━━━━━ Dataset records

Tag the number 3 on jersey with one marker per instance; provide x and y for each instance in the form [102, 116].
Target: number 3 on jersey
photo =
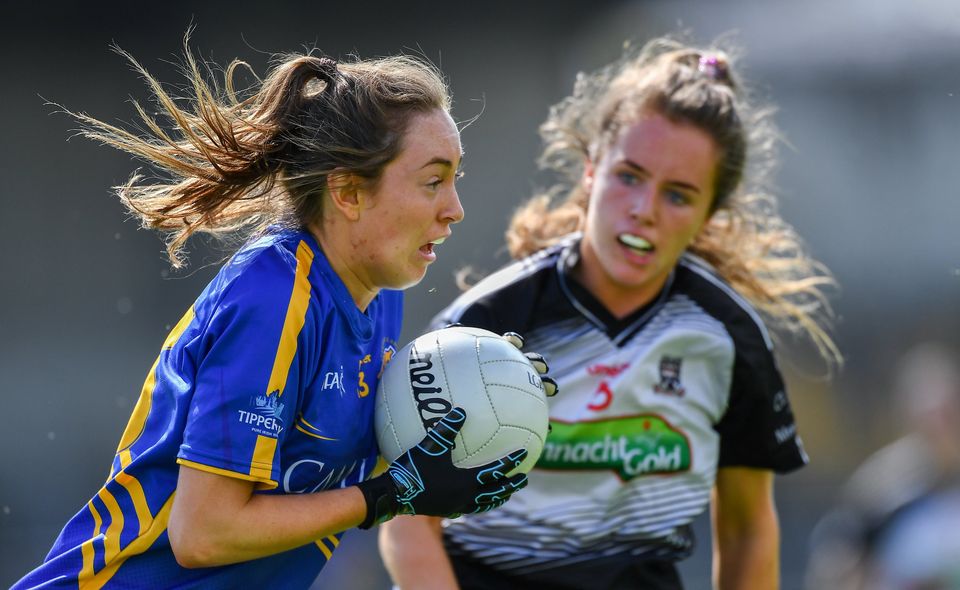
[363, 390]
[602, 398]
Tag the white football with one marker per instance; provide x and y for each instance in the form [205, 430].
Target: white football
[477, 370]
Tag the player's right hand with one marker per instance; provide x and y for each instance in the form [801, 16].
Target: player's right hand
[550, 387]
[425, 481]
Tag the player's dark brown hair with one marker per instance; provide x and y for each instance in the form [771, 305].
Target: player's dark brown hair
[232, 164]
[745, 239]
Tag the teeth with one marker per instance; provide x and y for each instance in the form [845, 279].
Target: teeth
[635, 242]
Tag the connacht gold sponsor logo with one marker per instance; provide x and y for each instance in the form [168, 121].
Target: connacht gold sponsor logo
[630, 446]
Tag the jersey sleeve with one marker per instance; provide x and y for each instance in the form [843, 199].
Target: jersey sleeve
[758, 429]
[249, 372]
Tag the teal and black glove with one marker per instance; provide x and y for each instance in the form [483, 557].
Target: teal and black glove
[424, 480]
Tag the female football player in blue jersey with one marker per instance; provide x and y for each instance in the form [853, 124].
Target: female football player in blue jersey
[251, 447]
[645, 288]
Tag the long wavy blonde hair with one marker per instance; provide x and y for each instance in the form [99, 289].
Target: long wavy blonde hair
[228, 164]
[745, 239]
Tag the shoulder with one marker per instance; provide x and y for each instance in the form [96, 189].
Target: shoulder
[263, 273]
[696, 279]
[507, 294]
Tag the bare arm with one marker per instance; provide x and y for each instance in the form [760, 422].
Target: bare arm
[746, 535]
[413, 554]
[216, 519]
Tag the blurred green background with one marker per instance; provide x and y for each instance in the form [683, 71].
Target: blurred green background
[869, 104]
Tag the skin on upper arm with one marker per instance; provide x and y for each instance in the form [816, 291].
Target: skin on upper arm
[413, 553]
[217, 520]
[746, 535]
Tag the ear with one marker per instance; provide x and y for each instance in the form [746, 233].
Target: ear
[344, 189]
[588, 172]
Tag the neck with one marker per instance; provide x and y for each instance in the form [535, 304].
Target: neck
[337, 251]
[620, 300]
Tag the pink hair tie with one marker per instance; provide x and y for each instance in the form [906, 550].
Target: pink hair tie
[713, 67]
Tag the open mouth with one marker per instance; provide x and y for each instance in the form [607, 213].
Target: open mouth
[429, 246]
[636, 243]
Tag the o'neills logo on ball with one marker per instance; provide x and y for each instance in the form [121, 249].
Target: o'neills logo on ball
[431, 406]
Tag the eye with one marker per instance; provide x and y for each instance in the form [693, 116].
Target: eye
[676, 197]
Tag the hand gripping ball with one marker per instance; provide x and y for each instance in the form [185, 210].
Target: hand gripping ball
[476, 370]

━━━━━━━━━━

Challenge: Print exactly the lines from the one with "Tag the ear" through the end of the data, inclusive.

Result for this task:
Tag the ear with one marker per instance; provide x and y for each instance in the form [746, 233].
Target: ear
[344, 189]
[588, 172]
Tag the neck with one marker per instance; provide x and y for each instance in the form [535, 304].
Target: neck
[337, 251]
[620, 300]
Tag the pink hair tie with one marker per instance; provide x and y for each instance in the form [906, 550].
Target: pink hair tie
[713, 67]
Tag the open mouth with one marker per instance; provide x and y for each instance in the form [607, 213].
Target: open mouth
[429, 246]
[636, 243]
Tag the o'neills logo on ball with one marker per instance; provide x and y for each instance in the form [121, 249].
Target: o'neills logo on ball
[431, 406]
Tag the eye with one marker per instance; provide x and y for each instance in the form [693, 116].
Target: eye
[676, 197]
Tag the hand gripping ball with one marker per instance; provide x and y for each instance in the form [185, 210].
Target: hand gripping ball
[476, 370]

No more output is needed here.